◆ WHAT THIS TASK INVOLVES:
Please print exactly the lines running from the one that contains "of the light" to the end of the data, with both lines included.

▬▬▬▬▬▬▬▬▬▬

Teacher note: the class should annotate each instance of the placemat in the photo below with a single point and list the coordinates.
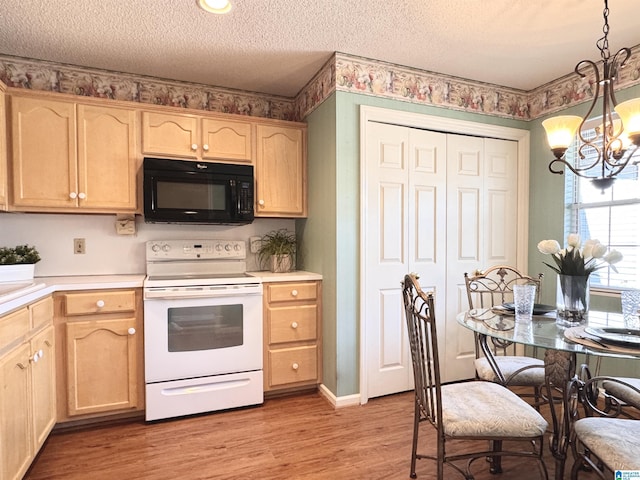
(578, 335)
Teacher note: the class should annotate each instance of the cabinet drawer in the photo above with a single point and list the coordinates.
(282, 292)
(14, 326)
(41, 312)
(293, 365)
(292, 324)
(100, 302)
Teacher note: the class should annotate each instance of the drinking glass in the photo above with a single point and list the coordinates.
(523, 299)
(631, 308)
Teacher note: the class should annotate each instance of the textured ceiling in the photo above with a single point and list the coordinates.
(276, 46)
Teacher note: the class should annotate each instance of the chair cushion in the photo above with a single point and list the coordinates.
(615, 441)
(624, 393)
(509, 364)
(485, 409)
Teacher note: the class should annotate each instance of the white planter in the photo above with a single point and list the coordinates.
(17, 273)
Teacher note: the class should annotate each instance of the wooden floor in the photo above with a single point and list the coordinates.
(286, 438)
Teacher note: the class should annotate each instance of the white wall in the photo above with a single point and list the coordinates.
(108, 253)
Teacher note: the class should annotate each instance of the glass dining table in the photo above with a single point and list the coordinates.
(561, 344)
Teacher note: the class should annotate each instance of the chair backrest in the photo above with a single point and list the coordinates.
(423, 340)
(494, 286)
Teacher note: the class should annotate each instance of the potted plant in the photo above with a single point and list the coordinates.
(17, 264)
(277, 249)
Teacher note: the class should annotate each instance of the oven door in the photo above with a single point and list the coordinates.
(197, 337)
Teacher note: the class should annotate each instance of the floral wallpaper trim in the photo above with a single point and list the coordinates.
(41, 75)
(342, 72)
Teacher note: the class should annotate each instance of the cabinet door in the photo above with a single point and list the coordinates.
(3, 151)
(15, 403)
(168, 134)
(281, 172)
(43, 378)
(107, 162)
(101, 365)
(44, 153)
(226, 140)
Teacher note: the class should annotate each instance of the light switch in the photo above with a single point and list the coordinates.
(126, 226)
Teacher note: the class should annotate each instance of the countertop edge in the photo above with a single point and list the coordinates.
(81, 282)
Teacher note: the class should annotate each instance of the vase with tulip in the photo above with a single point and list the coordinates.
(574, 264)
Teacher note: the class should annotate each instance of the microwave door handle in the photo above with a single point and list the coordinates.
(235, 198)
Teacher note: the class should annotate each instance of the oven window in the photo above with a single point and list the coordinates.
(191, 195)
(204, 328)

▬▬▬▬▬▬▬▬▬▬

◆ RESULT OF THIS EXERCISE:
Teacher note: the class should annotate each instance of the light switch in the photo above with a single point and list the coordinates.
(126, 226)
Teacher note: the class should annotate each instance of the countertop edge in the photo above with a single point and list the coordinates.
(81, 282)
Teacher note: the class should annotate each instance of the vase with tulip in the photo above with a single point and list the coordinates.
(574, 264)
Teacher note: the class should annotate each instance of the microwave door handle in the photo above with a single point and list the coordinates.
(235, 198)
Teacher note: the class should annotate each instance of the oven window in the photo above with a single point and list the coordinates.
(191, 195)
(204, 328)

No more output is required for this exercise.